**Instructions to follow:** Copy the records that follow exactly, leaving nothing out.
--- Dataset excerpts ---
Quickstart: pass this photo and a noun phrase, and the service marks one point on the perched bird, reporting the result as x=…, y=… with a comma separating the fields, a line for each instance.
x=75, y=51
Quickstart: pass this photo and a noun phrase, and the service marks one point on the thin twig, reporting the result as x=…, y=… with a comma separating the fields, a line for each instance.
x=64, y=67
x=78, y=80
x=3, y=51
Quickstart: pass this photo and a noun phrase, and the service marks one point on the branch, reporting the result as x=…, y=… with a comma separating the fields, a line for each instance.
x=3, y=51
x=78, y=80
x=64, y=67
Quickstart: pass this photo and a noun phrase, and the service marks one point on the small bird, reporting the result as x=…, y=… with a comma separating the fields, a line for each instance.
---
**Output of the exercise:**
Quickstart: pass this photo and a noun phrase, and the service marks one point on the perched bird, reporting the result as x=…, y=… with a comma separating the fields, a line for each instance.
x=75, y=51
Quickstart: pass this photo and a noun phrase, and the service marks one point on the thin twig, reporting the result as x=…, y=… with a comma separating the fields, a line for each instance.
x=64, y=67
x=78, y=80
x=3, y=51
Quickstart: pass this photo and a noun phrase, and the service marks one point on the branch, reporting the result as x=…, y=… with a comma separating the fields, a line for each instance.
x=3, y=51
x=78, y=80
x=64, y=67
Quickstart: pass this photo and a noun phrase, and the service marks one point on the small bird, reporting the result as x=…, y=… with a comma separating the fields, a line for each instance.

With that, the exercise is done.